#### Goal of the exercise
Please carry the passage on data extraction forward from its last sentence.

One of the first steps of the data lifecycle is data extraction, which involves collecting data of various types from multiple sources for use in data processes. Because data sources are numerous and bring in data of various types and formats, data extraction helps collate, process, and validate this data before loading it into the target location. Hence, data extraction ensures the availability of only high-quality, usable, and relevant data for processing, storage, and analytics.

Let’s discuss data extraction, its importance in your data management workflow, types of data extracted, some forms of data extraction, and how StreamSets helps simplify your data extraction process via its data integration platform.

What Data Extraction Is and Why It Matters

Data extraction is the act of collecting various types of data from various sources for use in data processing. It acts as the first point for your data management workflow and is vital for the following reasons:

  • Eliminating data silos: Organizational data occurs in multiple fragments across departments, which can create data silos and limit access when needed. Data extraction helps make this data available for data analysis and business analysts by extracting, standardizing, and transforming this data into formats that are findable and usable across the organization.
  • Data analysis and improved decision-making: Data extraction is a vital component of every data integration strategy, which helps consolidate data into a centralized location to create a rich, robust dataset for your business needs like customer and marketing analytics, artificial intelligence, machine learning, and other advanced analytics.
  • Operational efficiency: Data extraction consolidates data from multiple sources and makes them readily available for use when needed, thus reducing time to access and improving the productivity and agility of operations.

The Extract in Extract, Transform, Load (ETL)

The extraction process is usually the first step in data integration, consolidating data into a single storage location for later use. It refers to collecting and retrieving relevant data (structured, semi-structured, or unstructured, among others) from multiple sources like the web, social media, CRM, and ERP systems via APIs, web scraping, integration toolsets, and other extraction methods before loading. 

Often, extraction is the first step in a data integration process. Other steps can include Transform and Load, leading to the now ubiquitous term ETL. Let’s explore the other letters in the acronym.

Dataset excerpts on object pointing

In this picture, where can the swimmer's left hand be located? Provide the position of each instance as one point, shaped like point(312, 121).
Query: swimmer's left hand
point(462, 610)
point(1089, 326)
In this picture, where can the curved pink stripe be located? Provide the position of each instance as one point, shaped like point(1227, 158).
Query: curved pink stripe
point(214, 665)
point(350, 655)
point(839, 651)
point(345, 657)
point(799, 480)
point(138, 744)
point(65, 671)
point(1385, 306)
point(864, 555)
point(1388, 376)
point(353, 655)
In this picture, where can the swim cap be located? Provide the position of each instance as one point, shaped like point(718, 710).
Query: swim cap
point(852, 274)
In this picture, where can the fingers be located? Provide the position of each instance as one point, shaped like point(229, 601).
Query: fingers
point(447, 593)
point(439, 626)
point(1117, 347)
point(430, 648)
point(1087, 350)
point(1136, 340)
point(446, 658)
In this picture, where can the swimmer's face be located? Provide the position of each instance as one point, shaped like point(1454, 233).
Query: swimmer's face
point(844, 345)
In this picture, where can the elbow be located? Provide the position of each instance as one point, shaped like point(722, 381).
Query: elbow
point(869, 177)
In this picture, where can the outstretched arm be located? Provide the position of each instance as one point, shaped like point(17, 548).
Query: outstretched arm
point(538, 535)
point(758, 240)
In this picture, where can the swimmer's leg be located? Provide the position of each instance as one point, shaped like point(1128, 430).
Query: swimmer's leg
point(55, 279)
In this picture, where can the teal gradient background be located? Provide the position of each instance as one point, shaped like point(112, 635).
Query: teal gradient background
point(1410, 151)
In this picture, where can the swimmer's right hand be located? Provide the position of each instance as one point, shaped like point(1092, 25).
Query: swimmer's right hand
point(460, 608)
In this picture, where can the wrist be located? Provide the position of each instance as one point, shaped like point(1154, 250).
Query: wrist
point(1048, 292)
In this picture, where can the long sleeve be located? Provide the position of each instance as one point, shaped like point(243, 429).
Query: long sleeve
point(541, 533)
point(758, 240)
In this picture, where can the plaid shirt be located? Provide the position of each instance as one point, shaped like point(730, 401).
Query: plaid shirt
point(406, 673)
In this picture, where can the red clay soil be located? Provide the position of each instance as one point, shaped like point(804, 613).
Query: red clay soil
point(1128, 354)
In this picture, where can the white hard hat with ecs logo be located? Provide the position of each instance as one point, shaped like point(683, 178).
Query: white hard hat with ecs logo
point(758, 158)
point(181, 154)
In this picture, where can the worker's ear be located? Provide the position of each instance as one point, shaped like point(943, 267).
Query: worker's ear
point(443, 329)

#### Answer to this exercise
Transformation: Data extracted from the first step undergoes processing. This processing may involve cleaning, removal of bad or duplicated data, authenticating, masking sensitive data, or performing audits to ensure privacy and compliance. This step helps improve data quality and accuracy. 

Load: Transformed data is then loaded into a target location, like a data warehouse, data lake, or other storage system. 

Data extraction makes most data-driven processes possible, driving most data management processes like migration, integration, and ingestion.

Why Data Extraction Is So Specialized

The advent of our digital landscape birthed Big Data, which created the need for a highly efficient and cost-saving means of processing data. Big data refers to high-volume, highly-varied data generated from multiple sources at a continuous rate. The sheer volume and varied data nature of big data make it challenging to identify the relevant data that’s best for your use cases and effective data management. 

Developers usually wrote scripts to execute this extraction process in the past. However, as the digital landscape evolves, writing and developing manual extraction tools that can handle the increased number of sources, the volume and complexity of data, and all of the various use cases for the data downstream becomes challenging to build and maintain.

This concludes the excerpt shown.